[Problem to solve] Restate every record that follows, keeping it exact.

━━━ Input for this task

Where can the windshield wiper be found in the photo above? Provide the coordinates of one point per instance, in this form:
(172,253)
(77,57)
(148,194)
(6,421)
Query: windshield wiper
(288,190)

━━━━━━

[Task response]
Where can the windshield wiper be found in the photo above? Provide the coordinates of one point per instance, in this form:
(172,253)
(77,57)
(148,194)
(6,421)
Query: windshield wiper
(288,190)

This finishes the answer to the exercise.